● **GIVEN INFORMATION**
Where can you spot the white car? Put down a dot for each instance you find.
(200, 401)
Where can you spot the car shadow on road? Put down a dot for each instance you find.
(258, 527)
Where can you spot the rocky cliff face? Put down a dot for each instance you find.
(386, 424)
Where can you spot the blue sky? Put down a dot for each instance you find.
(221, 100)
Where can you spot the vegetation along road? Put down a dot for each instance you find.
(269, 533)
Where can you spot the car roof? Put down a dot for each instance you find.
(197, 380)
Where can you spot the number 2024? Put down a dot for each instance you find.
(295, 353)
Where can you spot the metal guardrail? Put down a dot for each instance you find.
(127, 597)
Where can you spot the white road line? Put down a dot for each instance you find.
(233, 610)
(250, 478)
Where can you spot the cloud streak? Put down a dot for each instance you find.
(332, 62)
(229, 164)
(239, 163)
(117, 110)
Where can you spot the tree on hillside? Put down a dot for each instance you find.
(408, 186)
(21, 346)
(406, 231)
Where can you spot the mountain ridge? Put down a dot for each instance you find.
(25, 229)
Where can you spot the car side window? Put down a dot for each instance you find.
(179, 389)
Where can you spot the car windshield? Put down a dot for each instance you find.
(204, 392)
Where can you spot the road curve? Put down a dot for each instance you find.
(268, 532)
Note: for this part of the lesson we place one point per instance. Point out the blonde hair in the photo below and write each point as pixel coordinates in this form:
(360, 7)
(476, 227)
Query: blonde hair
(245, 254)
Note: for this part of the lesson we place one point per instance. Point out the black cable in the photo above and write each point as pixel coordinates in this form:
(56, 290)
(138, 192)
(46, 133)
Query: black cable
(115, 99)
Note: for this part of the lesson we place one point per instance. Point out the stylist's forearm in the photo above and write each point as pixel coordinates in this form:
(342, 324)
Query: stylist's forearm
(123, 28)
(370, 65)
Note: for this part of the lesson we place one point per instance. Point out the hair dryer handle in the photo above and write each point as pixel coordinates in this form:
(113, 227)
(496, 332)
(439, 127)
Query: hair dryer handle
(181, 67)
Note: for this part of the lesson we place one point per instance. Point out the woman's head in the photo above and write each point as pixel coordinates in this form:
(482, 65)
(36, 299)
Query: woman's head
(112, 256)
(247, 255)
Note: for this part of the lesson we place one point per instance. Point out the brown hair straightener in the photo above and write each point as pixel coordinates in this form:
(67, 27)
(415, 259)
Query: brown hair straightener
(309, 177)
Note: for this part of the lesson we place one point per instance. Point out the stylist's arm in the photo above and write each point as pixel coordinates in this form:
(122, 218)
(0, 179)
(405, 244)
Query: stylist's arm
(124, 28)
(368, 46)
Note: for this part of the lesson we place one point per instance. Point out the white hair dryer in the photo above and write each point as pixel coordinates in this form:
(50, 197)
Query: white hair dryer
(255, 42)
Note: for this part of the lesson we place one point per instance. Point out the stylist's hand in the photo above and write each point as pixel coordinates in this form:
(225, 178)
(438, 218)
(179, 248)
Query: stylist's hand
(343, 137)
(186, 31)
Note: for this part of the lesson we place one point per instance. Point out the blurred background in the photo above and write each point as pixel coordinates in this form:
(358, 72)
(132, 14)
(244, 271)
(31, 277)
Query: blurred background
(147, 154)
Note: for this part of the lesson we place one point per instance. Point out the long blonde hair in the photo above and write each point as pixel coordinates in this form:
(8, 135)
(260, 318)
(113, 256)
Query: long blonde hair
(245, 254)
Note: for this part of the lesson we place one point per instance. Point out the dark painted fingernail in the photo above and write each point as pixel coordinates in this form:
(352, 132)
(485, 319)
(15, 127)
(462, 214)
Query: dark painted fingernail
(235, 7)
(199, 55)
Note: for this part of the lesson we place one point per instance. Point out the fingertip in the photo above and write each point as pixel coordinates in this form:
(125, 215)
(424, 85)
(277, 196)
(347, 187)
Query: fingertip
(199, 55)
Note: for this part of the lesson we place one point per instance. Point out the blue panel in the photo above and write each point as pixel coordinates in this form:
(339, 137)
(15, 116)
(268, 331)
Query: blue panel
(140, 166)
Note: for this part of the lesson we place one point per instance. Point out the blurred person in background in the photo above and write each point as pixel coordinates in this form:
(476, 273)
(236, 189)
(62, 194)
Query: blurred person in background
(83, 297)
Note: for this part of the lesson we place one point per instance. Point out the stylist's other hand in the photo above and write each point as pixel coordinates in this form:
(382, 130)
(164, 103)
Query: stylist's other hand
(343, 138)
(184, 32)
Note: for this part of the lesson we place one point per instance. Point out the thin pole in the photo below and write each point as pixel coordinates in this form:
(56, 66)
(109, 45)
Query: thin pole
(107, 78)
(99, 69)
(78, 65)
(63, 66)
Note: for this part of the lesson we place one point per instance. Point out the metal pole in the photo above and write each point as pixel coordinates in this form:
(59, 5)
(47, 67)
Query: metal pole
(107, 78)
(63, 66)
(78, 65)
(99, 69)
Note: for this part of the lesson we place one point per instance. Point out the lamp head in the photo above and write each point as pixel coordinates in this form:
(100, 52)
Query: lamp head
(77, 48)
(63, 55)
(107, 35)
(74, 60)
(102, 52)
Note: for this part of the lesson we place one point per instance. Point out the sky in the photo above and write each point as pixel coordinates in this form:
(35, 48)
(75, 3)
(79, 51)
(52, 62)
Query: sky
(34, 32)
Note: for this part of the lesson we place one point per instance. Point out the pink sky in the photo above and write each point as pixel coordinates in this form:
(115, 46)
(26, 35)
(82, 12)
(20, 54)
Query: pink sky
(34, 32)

● **YOUR TASK**
Filter the material for the word "below" and copy each matching line.

● **EXERCISE OUTPUT**
Note: for this part of the lesson we place one point per instance. Point out the blonde hair in the photo below and write each point as pixel coordinates in this form:
Note: for this part of the lesson we place one point per instance. Point out the thin pole in the photo below and write each point as pixel coordinates in this form:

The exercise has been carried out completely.